# Text excerpt start
If there is no force present, and a body is described by a vector $u$, then the equations of motion can be given (with $M$ the mass matrix, and $K$ the stiffness matrix):

\begin{align} M \ddot{u}(t) - K u(t) = 0 \end{align}

We did neglect the damping matrix at this point. If we want to know which motions will behave in a very simple oscillating manner, we use \begin{align} u(t) = e^{i \omega t} u_0 \end{align} And then the equations simplify to:

\begin{align} -\omega^2 M u_0 - K u_0 = (-\omega^2 M + K) u_0 = 0 \end{align} or equivalently \begin{align} \omega^2 u_0 = - M^{-1} K u_0 \end{align} or equivalently \begin{align} \frac{1}{\omega^2} u_0 = - K^{-1} M u_0 \end{align} Solving this for $u_0$ leads to the solutions $u_i$, which are equivalently:

  • Eigenvectors of $K - \omega^2 M$ with the Eigenvalue 0
  • Eigenvectors of $ - M^{-1} K$ with Eigenvalue $\omega^2$
  • Eigenvectors of $ - K^{-1} M$ with Eigenvalue $\frac{1}{\omega^2}$

In either way, these vectors will form a complete orthogonal basis, meaning that linear combinations of them will span the entire space of possible configurations of the system, and that none of these eigenmodes can be modelled by a linear combination of the other ones.
# Text excerpt end
▶ _The tasks_
(1) In the eigenmodes excerpt, which matrix is neglected at the point where the oscillating solution is introduced?
(2) Copy the listing again from the line that contains "If you could point out the sign" through the end of the listing, with "support" replaced by "mounting" and nothing else altered.
# Data to use start
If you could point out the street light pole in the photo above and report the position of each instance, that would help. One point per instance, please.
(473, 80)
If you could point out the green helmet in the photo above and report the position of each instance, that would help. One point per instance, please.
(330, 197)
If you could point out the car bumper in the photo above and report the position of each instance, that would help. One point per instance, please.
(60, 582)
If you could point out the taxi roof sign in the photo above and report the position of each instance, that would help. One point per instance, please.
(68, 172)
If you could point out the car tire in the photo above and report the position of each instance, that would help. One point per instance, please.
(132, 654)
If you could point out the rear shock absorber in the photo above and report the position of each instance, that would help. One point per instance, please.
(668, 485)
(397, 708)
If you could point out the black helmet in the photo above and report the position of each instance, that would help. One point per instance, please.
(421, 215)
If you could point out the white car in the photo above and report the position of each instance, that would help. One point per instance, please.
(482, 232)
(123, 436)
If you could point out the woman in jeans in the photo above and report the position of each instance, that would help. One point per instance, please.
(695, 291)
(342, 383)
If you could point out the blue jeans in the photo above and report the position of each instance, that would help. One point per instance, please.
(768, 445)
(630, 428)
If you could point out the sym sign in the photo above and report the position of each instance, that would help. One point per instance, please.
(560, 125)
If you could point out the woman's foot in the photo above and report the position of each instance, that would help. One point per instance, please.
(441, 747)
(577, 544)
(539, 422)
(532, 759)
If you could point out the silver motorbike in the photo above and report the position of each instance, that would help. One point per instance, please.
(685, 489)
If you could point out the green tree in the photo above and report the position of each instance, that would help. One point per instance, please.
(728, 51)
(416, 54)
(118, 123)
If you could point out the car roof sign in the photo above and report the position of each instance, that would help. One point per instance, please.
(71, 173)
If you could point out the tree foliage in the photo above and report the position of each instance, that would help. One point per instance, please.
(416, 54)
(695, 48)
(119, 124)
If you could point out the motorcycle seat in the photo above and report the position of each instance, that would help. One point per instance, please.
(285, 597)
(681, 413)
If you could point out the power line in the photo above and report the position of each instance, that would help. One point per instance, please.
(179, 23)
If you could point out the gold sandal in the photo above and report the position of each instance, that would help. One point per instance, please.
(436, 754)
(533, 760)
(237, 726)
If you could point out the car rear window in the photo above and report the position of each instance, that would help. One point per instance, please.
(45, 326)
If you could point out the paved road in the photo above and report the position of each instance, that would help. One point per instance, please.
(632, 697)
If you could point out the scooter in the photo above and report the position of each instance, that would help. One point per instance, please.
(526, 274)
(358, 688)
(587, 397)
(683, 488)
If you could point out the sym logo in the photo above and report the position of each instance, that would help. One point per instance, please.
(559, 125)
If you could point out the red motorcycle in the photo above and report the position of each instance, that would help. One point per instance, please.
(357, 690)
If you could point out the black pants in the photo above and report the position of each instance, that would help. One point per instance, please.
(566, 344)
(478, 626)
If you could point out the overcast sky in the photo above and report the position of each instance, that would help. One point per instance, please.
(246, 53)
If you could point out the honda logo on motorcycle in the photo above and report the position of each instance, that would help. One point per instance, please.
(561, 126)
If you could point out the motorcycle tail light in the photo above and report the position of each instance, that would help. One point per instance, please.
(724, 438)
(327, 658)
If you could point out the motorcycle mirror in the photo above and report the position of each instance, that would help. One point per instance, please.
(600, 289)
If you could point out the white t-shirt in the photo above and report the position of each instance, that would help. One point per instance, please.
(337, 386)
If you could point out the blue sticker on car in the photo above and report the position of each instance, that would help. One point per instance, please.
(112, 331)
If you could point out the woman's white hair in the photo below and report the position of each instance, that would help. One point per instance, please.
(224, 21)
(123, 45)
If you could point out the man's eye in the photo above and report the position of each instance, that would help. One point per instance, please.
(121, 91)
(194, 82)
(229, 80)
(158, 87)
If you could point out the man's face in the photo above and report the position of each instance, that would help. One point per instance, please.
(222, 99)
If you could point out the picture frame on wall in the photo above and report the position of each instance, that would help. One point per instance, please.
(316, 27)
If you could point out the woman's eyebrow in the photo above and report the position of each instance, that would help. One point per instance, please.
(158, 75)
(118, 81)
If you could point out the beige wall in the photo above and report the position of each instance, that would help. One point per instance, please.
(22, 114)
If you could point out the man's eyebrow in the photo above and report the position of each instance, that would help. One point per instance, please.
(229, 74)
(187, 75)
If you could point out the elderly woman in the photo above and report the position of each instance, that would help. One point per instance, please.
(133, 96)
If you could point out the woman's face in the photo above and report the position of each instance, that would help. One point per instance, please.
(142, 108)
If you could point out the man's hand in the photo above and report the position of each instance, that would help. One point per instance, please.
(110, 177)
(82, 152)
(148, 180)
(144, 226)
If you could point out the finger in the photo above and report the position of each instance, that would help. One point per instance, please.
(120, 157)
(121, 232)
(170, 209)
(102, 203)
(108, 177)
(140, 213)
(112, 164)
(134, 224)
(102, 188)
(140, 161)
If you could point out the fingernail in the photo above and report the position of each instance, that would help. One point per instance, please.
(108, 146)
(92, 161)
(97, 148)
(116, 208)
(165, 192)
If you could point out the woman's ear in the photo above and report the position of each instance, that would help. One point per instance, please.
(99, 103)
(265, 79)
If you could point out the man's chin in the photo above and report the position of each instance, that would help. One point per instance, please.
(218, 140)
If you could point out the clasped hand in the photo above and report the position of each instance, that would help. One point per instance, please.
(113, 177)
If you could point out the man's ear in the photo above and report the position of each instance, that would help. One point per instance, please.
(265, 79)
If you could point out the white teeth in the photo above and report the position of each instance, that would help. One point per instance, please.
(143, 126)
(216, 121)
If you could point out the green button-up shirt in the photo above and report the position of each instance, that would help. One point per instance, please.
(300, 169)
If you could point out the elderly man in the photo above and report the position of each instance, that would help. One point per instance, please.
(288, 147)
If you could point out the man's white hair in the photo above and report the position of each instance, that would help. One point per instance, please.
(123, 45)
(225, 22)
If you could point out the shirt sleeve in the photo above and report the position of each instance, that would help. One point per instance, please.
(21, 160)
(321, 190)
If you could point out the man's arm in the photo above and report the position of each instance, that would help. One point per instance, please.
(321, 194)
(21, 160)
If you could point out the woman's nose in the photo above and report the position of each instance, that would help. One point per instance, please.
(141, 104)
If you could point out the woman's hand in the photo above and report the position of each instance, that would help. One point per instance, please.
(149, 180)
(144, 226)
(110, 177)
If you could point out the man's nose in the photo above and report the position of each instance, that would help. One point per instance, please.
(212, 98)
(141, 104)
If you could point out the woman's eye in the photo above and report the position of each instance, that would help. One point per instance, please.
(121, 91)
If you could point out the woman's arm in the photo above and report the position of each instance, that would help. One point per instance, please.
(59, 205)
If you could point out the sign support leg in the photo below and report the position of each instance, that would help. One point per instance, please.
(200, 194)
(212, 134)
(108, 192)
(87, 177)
# Data to use end
▶ _Exercise responses_
(1) The damping matrix

(2)
If you could point out the sign mounting leg in the photo below and report the position of each instance, that would help. One point per instance, please.
(200, 194)
(212, 134)
(108, 192)
(87, 177)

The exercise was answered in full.